-- START AVAILABLE DATA --

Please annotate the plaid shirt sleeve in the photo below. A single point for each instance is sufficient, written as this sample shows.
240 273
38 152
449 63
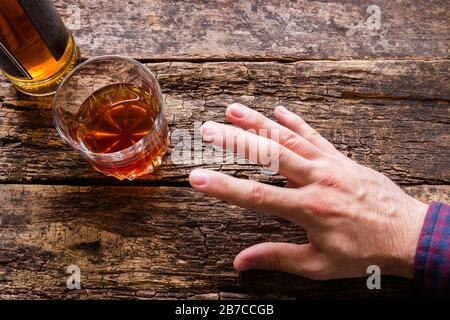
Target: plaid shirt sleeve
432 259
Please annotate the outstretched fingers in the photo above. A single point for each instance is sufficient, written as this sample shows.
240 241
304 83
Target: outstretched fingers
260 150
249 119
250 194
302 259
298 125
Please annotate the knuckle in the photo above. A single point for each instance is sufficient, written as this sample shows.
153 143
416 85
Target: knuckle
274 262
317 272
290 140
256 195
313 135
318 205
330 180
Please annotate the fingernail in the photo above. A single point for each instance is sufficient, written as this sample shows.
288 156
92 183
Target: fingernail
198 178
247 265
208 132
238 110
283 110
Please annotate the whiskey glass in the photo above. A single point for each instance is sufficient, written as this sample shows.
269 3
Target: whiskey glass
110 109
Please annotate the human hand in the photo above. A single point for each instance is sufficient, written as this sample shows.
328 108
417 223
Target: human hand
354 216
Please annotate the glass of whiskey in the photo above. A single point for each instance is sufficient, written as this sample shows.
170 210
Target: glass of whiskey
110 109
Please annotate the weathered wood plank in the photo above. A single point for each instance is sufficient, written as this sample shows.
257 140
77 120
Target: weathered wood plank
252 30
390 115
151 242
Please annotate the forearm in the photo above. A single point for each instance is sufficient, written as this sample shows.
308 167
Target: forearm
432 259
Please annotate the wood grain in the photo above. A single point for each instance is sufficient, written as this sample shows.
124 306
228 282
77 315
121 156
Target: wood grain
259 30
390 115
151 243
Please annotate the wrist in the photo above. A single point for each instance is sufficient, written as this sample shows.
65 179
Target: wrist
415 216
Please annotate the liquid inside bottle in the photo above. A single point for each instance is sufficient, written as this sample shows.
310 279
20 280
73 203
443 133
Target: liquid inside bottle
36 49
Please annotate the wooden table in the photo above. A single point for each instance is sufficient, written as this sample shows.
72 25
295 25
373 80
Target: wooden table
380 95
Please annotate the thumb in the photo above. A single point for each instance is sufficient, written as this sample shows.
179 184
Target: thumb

-- END AVAILABLE DATA --

TASK DIRECTIONS: All lines from the line containing "Please annotate the knuckle" through the end of the listing above are to be duplicated exactly; include both ends and nothing further.

IN RESPONSE:
Please annotate the knuckle in the photo above. A single point for each instance is sufficient, written as this sample shows.
153 143
416 85
Target: knuckle
274 262
317 272
290 140
256 195
313 135
318 205
330 180
Please annotate the fingernail in the photo above. A single point for each instance is sufficient, written as this sample shows.
288 156
92 183
Target: fingernail
198 178
247 265
208 132
238 110
283 110
Please annotate the whiskey glass in the photo above. A single point for each instance is sufficient, written as this sample shows.
269 3
Target: whiskey glass
110 109
Please annotate the human hand in the photo above. A single point for each instance is sufficient, written as this sample shows.
328 108
417 223
Target: human hand
354 216
Please annotate the glass of whiskey in the photo above. A single point for each instance is sufficient, written as this sample shows.
170 210
Target: glass of whiskey
110 109
Please annotate the weathered wood plank in the photo above. A single point for each instance is sufficient, written as this sample shows.
257 140
77 120
Target: weathered wood plank
252 30
390 115
151 242
Please annotate the forearm in the photo above. A single point for each instance is sufficient, written as this sample shows.
308 167
Target: forearm
432 259
Please annotate the wood grain in the photo above. A single point for each instance is sufficient, written as this sample shows.
124 306
228 282
77 315
121 156
Target: wood grain
259 30
390 115
151 243
Please annotate the wrist in the photo above. A single point for each instance is sufficient, written as this sample shows.
65 179
Target: wrist
415 216
Please annotate the liquid inside bottle in the photo above. A single point for each instance is sufficient, written as this sample shows.
310 279
20 280
73 203
443 133
Target: liquid inside bottle
36 49
Please annotate the wooden table in the photo above. A single point for each instance is sufficient, written as this sample shows.
72 25
295 25
373 80
Target: wooden table
380 95
Please annotate the thumb in the photo above. A single point for each instance is sufficient, written as this sample shows.
179 184
Target: thumb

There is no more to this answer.